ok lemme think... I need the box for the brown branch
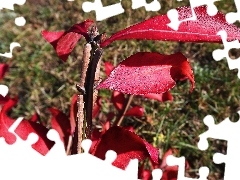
[72,43,92,154]
[113,94,134,126]
[66,135,73,155]
[84,48,103,138]
[77,94,85,153]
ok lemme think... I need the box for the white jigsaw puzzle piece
[0,85,9,97]
[212,30,240,78]
[226,0,240,24]
[82,0,125,21]
[0,42,21,58]
[131,0,161,11]
[166,155,209,180]
[0,0,26,10]
[167,0,219,30]
[198,111,240,180]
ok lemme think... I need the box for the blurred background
[0,0,240,179]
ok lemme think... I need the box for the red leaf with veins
[92,126,159,169]
[97,52,194,95]
[125,105,144,117]
[0,63,9,80]
[100,5,240,47]
[42,19,94,61]
[0,97,54,155]
[49,108,71,148]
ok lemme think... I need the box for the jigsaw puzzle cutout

HOW TO COMPLETE THIS TASK » Only output the lines from the one with "ok lemme think... I need the box for the blurred" through the end of the entries above, exactly as they are.

TASK RESULT »
ok lemme think... I need the box for the blurred background
[0,0,240,179]
ok lemme think... I need the box for the red leaf with veins
[92,126,159,169]
[97,52,194,95]
[125,105,144,117]
[0,63,9,80]
[100,5,240,47]
[42,19,94,61]
[0,97,54,155]
[49,108,71,148]
ok lemme think... I need the box for the jigsaw puzzle cutout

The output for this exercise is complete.